▸ Source data

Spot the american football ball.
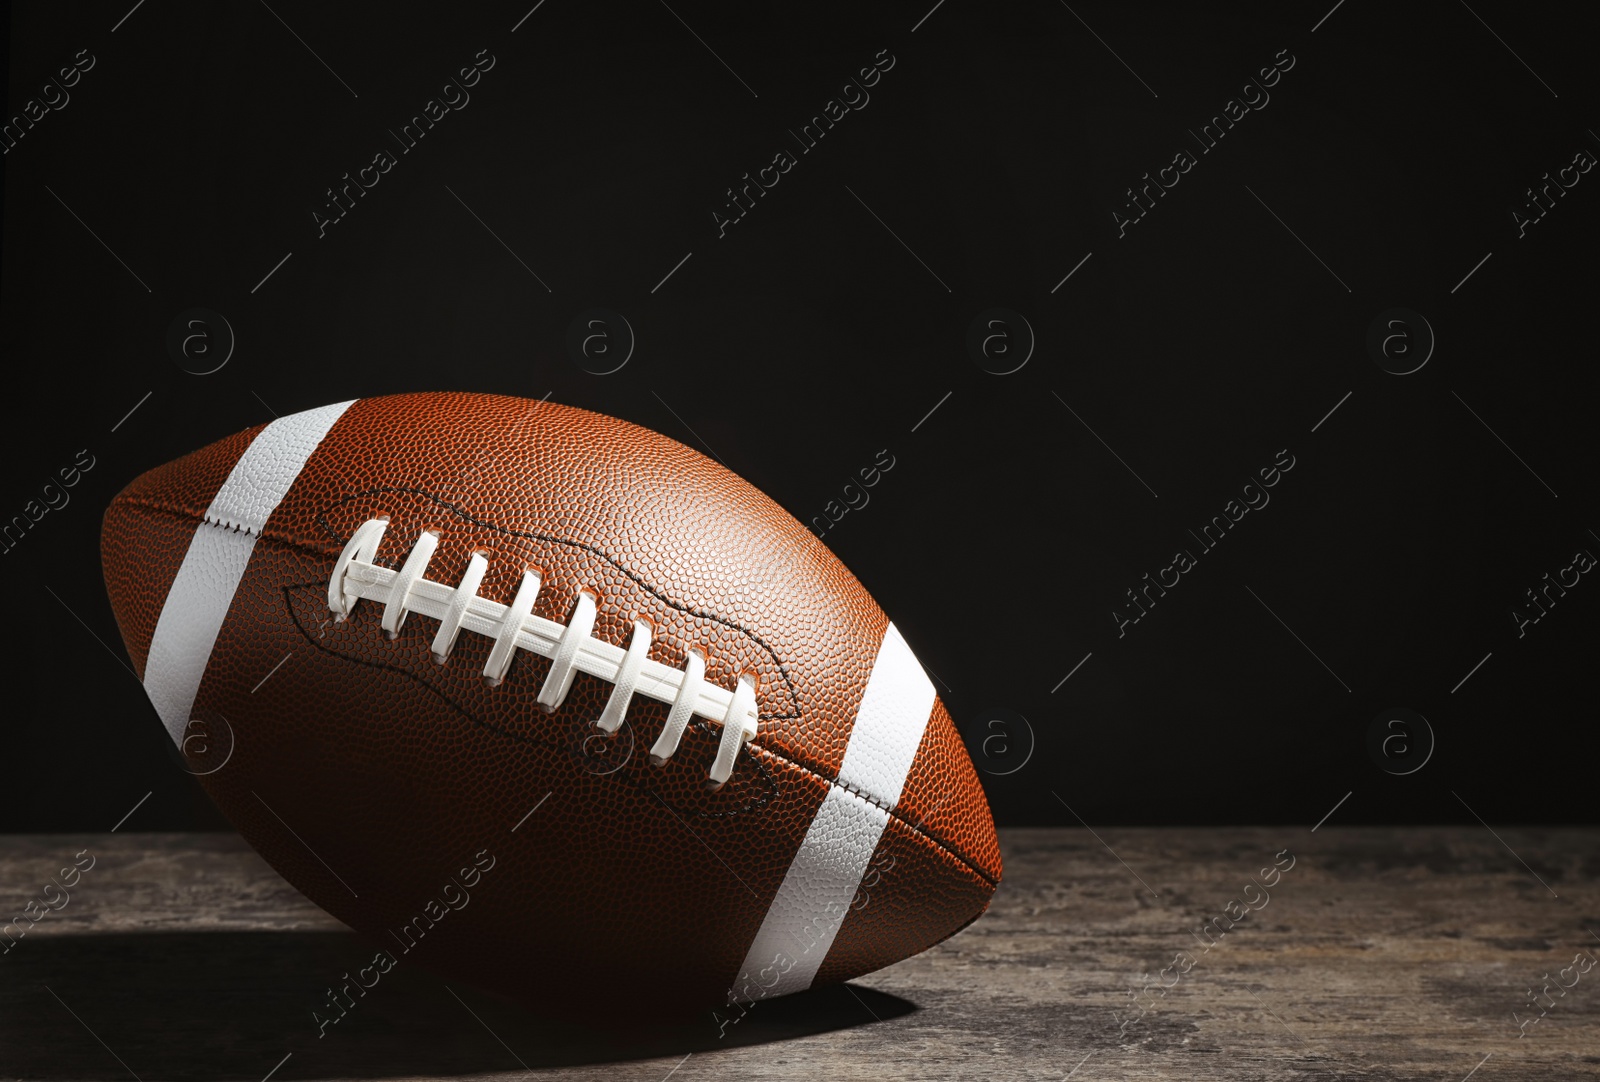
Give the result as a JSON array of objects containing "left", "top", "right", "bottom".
[{"left": 101, "top": 392, "right": 1001, "bottom": 1011}]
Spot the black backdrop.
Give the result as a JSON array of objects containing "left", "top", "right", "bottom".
[{"left": 3, "top": 0, "right": 1595, "bottom": 832}]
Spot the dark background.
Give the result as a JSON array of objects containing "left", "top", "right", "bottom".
[{"left": 2, "top": 0, "right": 1595, "bottom": 832}]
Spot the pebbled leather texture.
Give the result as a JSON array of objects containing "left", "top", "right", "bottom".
[
  {"left": 834, "top": 623, "right": 937, "bottom": 809},
  {"left": 205, "top": 401, "right": 355, "bottom": 534},
  {"left": 100, "top": 392, "right": 1001, "bottom": 1008},
  {"left": 140, "top": 522, "right": 256, "bottom": 744}
]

▸ Instructions for the task
Show every line above in which the word "Spot" is found.

▸ Task output
Spot the american football ball.
Spot the black backdrop.
Spot the dark background.
Spot the pebbled leather texture.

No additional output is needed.